**Problem requirements**
Write down each entry again, exactly as it reads.

**Exercise data**

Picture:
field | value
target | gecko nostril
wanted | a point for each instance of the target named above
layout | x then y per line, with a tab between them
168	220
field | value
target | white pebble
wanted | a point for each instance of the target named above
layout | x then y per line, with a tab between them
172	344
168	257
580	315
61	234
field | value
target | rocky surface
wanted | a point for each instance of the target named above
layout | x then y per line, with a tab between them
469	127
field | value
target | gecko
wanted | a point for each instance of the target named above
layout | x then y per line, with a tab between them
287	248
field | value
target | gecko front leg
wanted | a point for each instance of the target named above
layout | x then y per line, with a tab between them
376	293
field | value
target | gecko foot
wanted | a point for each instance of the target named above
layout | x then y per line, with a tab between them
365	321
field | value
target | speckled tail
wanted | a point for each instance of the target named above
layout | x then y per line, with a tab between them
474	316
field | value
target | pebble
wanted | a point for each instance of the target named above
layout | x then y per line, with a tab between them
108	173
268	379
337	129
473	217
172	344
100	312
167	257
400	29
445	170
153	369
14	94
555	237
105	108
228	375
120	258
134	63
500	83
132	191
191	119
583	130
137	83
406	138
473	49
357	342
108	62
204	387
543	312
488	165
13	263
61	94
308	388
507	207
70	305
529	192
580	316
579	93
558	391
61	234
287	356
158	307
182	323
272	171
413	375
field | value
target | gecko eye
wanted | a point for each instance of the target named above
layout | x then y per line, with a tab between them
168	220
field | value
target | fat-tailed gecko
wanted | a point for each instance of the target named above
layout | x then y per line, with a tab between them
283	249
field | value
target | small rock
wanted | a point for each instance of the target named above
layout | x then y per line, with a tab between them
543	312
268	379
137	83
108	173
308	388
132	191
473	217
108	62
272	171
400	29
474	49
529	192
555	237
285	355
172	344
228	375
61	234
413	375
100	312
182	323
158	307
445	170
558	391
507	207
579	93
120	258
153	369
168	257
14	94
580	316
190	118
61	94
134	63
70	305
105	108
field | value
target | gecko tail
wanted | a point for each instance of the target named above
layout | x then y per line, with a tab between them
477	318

**Output for this task**
Picture:
field | value
target | gecko nostril
wanted | a point for each instance of the target named above
layout | x then y per line, with a tab between them
168	220
field | value
target | white pebble
wanted | a point for each instance of the target named above
layout | x then y per line, with a tab between them
172	344
168	257
580	315
61	234
field | value
target | rocky surface
wanted | a point for each instance of the target named above
layout | x then y per line, with a tab between them
469	127
field | value
target | gecko
wanted | a point for each instance of the target named above
layout | x then y per line, with a tab between them
287	248
field | value
target | gecko front leg
wanted | a point for each instance of the target named above
layout | x then y per line, with a tab between them
376	293
field | value
target | gecko foot
wanted | a point for each instance of the target named above
layout | x then y per line, with a tab between them
365	321
field | value
target | speckled tail
wanted | a point for each instance of the target named above
layout | x then y per line, with a tab between them
474	316
field | value
target | pebble
wanted | a point for each instance of the target named above
layout | x then y per line, with a tab between them
108	173
268	379
337	129
473	217
172	344
100	312
167	257
400	29
445	170
153	369
14	94
555	237
105	108
228	375
120	258
134	63
500	83
132	191
191	119
583	130
137	83
406	138
473	49
357	342
108	62
204	387
543	312
488	165
13	263
61	94
308	388
507	207
70	305
529	192
580	316
579	93
558	391
61	234
287	356
158	307
182	323
272	171
413	375
field | value
target | gecko eye
wanted | a point for each instance of the target named above
layout | x then y per line, with a tab between them
168	220
field | value
target | fat-tailed gecko
wanted | a point for each instance of the target named above
layout | x then y per line, with a tab between them
283	249
field | value
target | small rock
wanted | a point for each instance of the target named above
layout | x then y per line, with a tab between them
543	312
268	379
137	83
108	173
308	388
132	191
473	217
108	62
272	171
400	29
474	49
529	192
555	237
285	355
172	344
228	375
61	234
413	375
100	312
182	323
158	307
445	170
558	391
507	207
579	93
120	258
153	369
168	257
14	94
580	316
190	118
61	94
134	63
70	305
105	108
field | value
target | gecko tail
wanted | a point for each instance of the target named above
layout | x then y per line, with a tab between them
477	318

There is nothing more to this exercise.